### Information supplied
___

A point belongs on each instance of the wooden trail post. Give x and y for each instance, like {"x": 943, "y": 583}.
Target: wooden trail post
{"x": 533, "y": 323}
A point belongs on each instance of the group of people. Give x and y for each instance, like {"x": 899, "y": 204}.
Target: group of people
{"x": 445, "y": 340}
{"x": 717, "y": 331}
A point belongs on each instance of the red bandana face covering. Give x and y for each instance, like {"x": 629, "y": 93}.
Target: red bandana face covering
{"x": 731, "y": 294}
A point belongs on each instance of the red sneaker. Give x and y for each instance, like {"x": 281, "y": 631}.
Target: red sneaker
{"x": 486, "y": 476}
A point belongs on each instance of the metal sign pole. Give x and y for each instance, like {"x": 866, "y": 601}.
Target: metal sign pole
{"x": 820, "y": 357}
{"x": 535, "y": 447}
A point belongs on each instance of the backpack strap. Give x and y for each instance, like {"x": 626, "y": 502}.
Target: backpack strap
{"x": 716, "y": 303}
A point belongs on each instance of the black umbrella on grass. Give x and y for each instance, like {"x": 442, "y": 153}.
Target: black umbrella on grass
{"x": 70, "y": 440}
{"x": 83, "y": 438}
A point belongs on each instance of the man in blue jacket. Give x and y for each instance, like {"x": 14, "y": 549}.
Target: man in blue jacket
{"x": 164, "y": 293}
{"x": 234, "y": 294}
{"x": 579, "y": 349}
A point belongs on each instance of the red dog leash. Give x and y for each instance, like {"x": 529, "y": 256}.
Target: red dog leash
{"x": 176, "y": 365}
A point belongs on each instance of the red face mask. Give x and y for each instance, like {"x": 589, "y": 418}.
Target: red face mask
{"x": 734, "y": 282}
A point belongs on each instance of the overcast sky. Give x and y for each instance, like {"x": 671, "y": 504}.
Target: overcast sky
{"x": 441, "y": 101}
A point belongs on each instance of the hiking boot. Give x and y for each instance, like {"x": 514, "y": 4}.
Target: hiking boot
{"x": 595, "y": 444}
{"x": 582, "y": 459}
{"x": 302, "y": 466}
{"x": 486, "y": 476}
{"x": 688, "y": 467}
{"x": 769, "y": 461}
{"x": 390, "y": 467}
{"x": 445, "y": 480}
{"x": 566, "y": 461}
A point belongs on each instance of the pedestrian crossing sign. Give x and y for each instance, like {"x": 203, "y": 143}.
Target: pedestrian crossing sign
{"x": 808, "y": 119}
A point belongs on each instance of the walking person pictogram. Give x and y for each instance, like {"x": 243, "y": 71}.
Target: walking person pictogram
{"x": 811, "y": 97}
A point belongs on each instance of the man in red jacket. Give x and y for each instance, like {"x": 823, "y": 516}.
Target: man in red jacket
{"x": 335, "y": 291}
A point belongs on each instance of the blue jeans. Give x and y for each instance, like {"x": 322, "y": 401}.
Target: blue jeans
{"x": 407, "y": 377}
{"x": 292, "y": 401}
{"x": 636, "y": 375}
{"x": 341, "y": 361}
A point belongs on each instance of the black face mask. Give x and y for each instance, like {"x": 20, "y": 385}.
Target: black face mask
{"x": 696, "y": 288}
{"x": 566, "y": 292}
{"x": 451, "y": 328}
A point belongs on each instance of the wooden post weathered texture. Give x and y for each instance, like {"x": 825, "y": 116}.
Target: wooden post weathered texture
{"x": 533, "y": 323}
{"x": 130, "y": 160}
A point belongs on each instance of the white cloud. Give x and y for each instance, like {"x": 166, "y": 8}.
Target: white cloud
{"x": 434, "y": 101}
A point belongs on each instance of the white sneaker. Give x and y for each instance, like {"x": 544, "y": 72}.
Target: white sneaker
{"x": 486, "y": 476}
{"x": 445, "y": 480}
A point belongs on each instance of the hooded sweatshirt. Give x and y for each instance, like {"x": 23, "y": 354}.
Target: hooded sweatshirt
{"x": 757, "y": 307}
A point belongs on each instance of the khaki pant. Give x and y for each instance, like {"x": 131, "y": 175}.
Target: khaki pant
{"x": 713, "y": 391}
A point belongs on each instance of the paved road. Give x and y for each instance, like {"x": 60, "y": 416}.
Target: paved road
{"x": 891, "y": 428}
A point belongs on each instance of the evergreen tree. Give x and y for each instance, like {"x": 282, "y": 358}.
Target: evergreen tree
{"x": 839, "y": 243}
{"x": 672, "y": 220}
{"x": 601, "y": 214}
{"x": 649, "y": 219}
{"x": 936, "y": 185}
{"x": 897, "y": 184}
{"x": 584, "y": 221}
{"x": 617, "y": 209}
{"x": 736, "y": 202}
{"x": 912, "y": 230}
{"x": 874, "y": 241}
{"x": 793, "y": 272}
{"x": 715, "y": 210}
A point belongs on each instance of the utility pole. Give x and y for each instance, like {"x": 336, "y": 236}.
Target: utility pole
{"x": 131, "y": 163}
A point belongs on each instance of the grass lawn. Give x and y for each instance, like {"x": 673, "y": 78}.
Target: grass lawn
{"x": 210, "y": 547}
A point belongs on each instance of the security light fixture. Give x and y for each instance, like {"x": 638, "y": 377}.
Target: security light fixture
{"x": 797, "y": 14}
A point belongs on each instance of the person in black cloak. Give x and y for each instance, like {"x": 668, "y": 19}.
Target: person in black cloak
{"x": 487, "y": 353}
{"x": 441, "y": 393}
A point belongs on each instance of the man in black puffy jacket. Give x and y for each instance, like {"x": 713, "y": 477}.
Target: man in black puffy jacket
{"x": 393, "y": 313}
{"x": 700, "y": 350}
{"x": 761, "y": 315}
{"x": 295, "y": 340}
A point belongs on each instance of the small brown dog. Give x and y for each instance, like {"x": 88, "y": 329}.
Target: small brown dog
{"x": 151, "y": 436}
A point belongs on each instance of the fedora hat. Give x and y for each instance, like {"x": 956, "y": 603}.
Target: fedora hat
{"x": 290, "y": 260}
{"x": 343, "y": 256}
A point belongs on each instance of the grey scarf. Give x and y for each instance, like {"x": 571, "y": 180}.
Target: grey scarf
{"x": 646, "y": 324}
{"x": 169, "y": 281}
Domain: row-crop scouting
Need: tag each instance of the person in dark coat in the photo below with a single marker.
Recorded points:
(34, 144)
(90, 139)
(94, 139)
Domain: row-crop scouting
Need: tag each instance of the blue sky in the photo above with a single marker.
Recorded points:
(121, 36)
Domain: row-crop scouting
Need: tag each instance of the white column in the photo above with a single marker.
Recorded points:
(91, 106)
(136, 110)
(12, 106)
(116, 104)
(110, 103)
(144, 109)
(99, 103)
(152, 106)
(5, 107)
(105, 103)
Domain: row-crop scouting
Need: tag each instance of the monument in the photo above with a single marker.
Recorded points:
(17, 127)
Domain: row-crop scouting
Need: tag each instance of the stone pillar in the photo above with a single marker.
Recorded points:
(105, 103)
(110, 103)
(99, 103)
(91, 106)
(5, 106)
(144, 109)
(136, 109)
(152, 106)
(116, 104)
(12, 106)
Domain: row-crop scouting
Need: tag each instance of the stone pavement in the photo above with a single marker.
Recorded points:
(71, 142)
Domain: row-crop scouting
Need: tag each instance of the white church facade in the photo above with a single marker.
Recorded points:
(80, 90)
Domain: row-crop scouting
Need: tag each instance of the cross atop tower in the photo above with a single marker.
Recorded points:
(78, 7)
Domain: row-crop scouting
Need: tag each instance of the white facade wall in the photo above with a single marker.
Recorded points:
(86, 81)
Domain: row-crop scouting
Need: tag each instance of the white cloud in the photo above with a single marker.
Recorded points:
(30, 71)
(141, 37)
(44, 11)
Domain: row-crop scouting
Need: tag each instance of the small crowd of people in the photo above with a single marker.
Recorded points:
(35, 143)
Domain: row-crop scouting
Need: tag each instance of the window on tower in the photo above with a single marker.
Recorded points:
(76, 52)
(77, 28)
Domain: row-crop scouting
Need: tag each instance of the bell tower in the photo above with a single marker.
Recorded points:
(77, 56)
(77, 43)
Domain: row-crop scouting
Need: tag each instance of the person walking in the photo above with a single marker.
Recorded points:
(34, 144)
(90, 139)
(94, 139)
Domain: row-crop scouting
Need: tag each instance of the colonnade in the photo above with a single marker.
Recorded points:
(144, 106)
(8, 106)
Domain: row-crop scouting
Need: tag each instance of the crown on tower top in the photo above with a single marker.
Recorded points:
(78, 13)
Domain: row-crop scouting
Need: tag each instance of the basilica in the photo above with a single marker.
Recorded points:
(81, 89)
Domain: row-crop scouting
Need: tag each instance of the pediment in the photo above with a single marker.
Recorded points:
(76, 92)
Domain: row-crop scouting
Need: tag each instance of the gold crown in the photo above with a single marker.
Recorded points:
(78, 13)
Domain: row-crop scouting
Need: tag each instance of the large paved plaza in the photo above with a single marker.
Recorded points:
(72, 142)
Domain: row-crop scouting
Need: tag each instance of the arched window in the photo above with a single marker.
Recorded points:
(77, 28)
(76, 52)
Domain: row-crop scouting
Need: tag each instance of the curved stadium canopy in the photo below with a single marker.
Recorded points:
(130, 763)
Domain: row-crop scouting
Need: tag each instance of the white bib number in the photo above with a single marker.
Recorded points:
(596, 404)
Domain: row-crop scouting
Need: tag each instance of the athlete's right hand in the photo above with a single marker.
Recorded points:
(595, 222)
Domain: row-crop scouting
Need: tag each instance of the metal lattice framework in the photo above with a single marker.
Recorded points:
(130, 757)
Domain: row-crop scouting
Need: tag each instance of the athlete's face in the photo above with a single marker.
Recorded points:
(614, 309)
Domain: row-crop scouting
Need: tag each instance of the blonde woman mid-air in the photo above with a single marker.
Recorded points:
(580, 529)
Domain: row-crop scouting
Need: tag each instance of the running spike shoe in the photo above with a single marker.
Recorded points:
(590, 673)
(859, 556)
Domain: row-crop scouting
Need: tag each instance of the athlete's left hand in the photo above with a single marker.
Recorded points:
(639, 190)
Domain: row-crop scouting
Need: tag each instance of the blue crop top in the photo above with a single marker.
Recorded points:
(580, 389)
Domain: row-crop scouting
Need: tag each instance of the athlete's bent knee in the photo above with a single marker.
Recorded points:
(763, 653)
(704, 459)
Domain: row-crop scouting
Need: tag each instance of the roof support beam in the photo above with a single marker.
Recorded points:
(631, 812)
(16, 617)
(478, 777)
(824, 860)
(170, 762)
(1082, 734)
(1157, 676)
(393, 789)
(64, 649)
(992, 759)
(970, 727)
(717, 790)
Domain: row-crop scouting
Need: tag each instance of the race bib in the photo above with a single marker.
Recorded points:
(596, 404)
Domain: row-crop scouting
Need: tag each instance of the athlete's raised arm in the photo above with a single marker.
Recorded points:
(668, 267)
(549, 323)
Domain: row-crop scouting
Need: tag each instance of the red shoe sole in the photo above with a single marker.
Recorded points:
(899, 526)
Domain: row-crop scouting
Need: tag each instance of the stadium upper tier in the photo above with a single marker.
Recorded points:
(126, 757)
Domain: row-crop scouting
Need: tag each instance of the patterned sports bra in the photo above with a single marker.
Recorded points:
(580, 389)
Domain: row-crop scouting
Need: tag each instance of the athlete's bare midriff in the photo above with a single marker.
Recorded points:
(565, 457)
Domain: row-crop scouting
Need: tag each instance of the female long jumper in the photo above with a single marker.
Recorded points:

___

The output should be exactly the lines above from the line containing "A point belongs on each instance of the grey" to the line containing "Need: tag each instance of the person in", inclusive, with no other lines.

### Result of the task
A point belongs on each instance of the grey scarf. Give x and y for each instance, like {"x": 571, "y": 180}.
Target: grey scarf
{"x": 646, "y": 324}
{"x": 169, "y": 281}
Domain: row-crop scouting
Need: tag each instance of the person in dark coat in the photo below with a single marker.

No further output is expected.